§ Passage:
US defense officials bar contractors from the startup’s technology, citing disputes over surveillance, lethal weapons limits, and national security ethics concerns.
Early in March 2026, the Pentagon formally notified AI startup Anthropic that it is now classified as a “supply chain risk”, a rare designation that could sharply limit the firm’s role in US defense projects and wider federal contracting.
The move is an escalation of a months‑long clash over how far a private AI vendor can go in restricting military use of its models.
According to the notice, effective immediately, US government contractors are barred from using the firm’s technology in work for the Pentagon, although the exact scope and implementation details of the restrictions remain unclear. The step follows Defense Department frustration over Anthropic’s push to insert contractual limits on applications such as mass domestic surveillance and fully autonomous lethal weapons.
The designation lands as the firm’s systems have been used by the US military in sensitive operations, including tasks linked by one source to activities in Iran, heightening the stakes for both sides. By labeling the firm a supply chain risk, the Pentagon is signaling it views the firm’s contractual red lines as an unacceptable constraint on what it sees as lawful military uses of critical technology.

§ Required action 1:
In the article about the Pentagon's dispute with Anthropic, what uses did Anthropic try to restrict through contractual limits?
§ Required action 2:
Continue the article about the Pentagon's dispute with Anthropic from the point where it stops.

§ Data for review:
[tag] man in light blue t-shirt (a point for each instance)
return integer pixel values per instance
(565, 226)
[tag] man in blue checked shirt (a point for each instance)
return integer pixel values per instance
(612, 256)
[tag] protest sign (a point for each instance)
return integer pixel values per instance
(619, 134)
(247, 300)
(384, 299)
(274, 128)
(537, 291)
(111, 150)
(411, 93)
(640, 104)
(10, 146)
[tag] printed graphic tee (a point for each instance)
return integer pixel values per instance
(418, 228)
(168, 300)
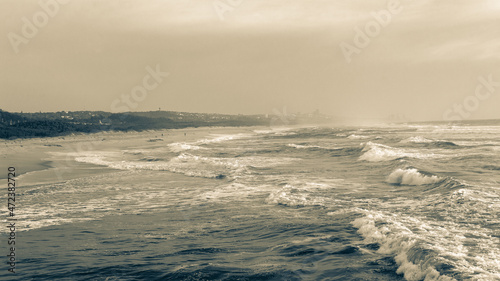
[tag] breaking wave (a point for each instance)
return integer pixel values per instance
(411, 177)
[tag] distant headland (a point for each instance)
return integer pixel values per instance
(50, 124)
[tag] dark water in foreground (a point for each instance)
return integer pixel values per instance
(371, 203)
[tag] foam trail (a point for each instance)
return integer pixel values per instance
(411, 177)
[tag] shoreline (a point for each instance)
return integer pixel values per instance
(51, 159)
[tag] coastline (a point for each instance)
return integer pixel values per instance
(48, 159)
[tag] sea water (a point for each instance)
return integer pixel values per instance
(388, 202)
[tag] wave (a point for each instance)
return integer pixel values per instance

§ Answer box 1:
Mass domestic surveillance and fully autonomous lethal weapons.

§ Answer box 2:
The move also sends a warning shot to the broader AI industry. Historically, similar supply‑chain risk labels have been used mainly against foreign suppliers tied to strategic rivals, not domestic startups that openly market to US institutions. Now, defense officials are testing whether that same tool can be used against an American AI vendor over disagreements on usage terms, setting up a potential court fight that could define how much leverage technology companies have to enforce their own safety and ethics policies when dealing with national security customers.
Anthropic has previously said it would challenge such a designation in court, and has argued that forcing firms to allow unconstrained use of AI in surveillance and weapons would have dangerous downstream consequences.
For now, the Pentagon’s decision injects fresh uncertainty into government access to Anthropic tools even as the military leans more heavily on advanced AI for data analysis, targeting support, and battlefield decision‑making.